**Kutipan Sumber**
******
Tiruan yang menggantikan kemiripan menjadi obyek yang merata. Tipuan memainkan tanda-tanda lama dan menciptakan mimpi-mimpi baru. 

Dalam pandangan sang penatap, pergerakan tanda melalui realitas menjadi model-model, karena apapun kebenaran dimunculkan dengan penampilan layar terutama melalui realitas baru yang nyata berupa tubuh virtual melalui media sosial (medsos).

Satu sisi, tiruan dan tipuan memasuki obyek tatapan mengundang adegan di tengah realitas baru. Di sisi lain, nyata dan ilusi, asli dan khayalan bukan nampak sebagai tanda masa depan, melainkan sebagai kekosongan baru. Demi kekosongan baru, maka adegan teroris menggunakan medsos. 

Begitu ganjilnya permasalahan adegan yang diajukan oleh sang penatap layar Facebook DE, inisial dari terduga teroris sebagai karyawan PT KAI membuka jalan bagi titik celah layar kekerasan. Seperti bibit-bibit yang disemainya untuk menajamkan sebuah tatapan mata melalui celah lainnya dari terorisme ala DE selama 13 tahun bergandengan dengan Islamic State of Iraq and Syria (ISIS). Adegan berbahaya begitu nikmat. Yang menjerit justeru di balik layar teroris DE dengan penampilan tubuhnya dilipatgandakan dengan “tubuh lainnya” melalui layar medsos. Adegan berbahaya seakan-akan berusaha menjerit secara langsung atau tidak langsung melalui layar medsos.
******
**Informasi yang Diberikan**
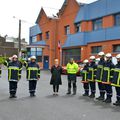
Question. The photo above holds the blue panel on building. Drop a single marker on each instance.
(35, 30)
(77, 39)
(98, 9)
(83, 38)
(39, 43)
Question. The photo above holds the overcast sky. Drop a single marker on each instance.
(26, 10)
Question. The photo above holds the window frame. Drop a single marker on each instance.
(96, 48)
(33, 40)
(113, 49)
(97, 24)
(47, 34)
(117, 17)
(78, 27)
(67, 31)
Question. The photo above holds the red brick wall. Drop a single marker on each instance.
(107, 47)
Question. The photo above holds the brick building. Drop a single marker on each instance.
(7, 48)
(82, 29)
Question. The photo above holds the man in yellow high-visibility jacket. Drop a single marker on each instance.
(72, 69)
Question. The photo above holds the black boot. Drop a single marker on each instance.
(117, 103)
(101, 97)
(69, 91)
(11, 96)
(86, 93)
(108, 100)
(32, 94)
(92, 95)
(74, 91)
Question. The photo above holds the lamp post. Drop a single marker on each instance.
(19, 39)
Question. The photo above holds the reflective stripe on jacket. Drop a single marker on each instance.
(14, 71)
(72, 68)
(116, 76)
(107, 72)
(33, 71)
(92, 72)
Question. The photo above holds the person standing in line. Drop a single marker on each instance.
(56, 71)
(107, 77)
(14, 75)
(72, 69)
(99, 74)
(33, 75)
(84, 78)
(116, 80)
(91, 76)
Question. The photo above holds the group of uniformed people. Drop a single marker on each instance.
(105, 74)
(14, 74)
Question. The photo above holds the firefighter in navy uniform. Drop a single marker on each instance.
(72, 69)
(99, 74)
(116, 80)
(14, 75)
(84, 78)
(33, 75)
(107, 77)
(92, 75)
(26, 62)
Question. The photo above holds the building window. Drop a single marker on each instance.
(97, 24)
(67, 30)
(78, 27)
(117, 19)
(33, 51)
(116, 48)
(47, 35)
(39, 52)
(33, 39)
(71, 53)
(39, 58)
(96, 49)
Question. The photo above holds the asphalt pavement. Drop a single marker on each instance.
(45, 106)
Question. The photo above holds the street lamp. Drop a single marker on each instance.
(19, 37)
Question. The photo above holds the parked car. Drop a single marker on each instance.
(80, 64)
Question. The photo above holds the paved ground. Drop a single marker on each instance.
(47, 107)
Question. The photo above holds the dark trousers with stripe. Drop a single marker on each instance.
(117, 93)
(86, 87)
(108, 89)
(32, 86)
(92, 87)
(101, 88)
(12, 87)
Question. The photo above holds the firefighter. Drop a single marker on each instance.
(107, 76)
(116, 80)
(99, 74)
(72, 69)
(26, 62)
(84, 78)
(14, 75)
(33, 74)
(91, 76)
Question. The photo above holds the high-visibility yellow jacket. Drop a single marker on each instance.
(72, 68)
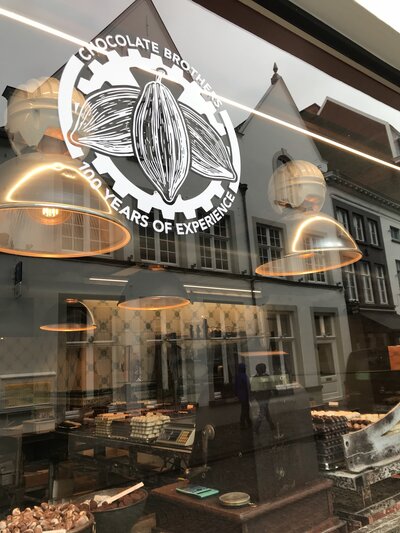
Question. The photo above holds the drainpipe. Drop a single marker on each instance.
(243, 189)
******
**Tantangan A**
Dalam kutipan tentang terorisme dan media sosial, berapa lama terorisme ala DE disebut bergandengan dengan ISIS?
**Tantangan B**
Teruskan kutipan tentang terorisme dan media sosial itu, dimulai sesudah kalimat terakhirnya.
Catatan di atas tidak dipakai di sini.

**Jawaban yang Diharapkan A**
Selama 13 tahun.

**Jawaban yang Diharapkan B**
Dari obyek tatapan terhadap ngarai kekerasan dipantulkan dengan terorisme, tanpa cermin. Tetapi, cahaya matahari silih berganti dengan cahaya layar medsos yang menampilkan adegan teroris. Kecuali senjakala kebenaran yang merangkak, maka ’mata jahat’ muncul karena pikiran  yang picik. 

Lalu, adegan berbahaya dari teroris menjadi penampilan nyata yang menggairahkan sebagai obyek tatapan yang ditunaikan dalam tanda eskpresi. Kita perlu menyibak kembali citra, mimpi, khayalan, dan hasrat terhadap obyek tatapan menjadi adegan merenggut kelimpahruahan layar itu sendiri. Semuanya itu dianggap paling nyata direpresentasi sepanjang pengetahuan itu mengabdi pada indera-indera.

Kini, mereka melihat dunia nyata sebagai sesuatu yang perlu ’ditangkap’ dan ’diinterpretasi’ sebagaimana prasyarat dalam teka-teki dan aturan tanda, tanpa merepresentasikan gambar dan  jeritan, tiruan dan penggandaan teks pembaharuan baiat sang teroris. Ia mengundang interpretasi tidak berkaitan dengan rahasia-rahasia di balik penampilan obyek. 

Singkatnya, tanda seperti ini tidak lebih dari agen-agen representasi atau pengulangan jejak-jejak, berakhir ketika tanda-tanda kembali kabur, rapuh, dan penuh hura-hura, sekalipun berlindung di balik obyek tatapan yang becus pada penampilan tubuh dalam layar kekerasan dengan adegan yang menentang dari teroris. Nah, obyek tatapan atas terorisme melalui sebuah tubuh akan terbuang secara percuma.

Tanda-tanda yang dimegahkan dengan obyek tatapan dari ketegasan citra, warna, suara, dan hasrat. Dari satu sumbu ke sumbu lainnya menjadi layar kekerasan.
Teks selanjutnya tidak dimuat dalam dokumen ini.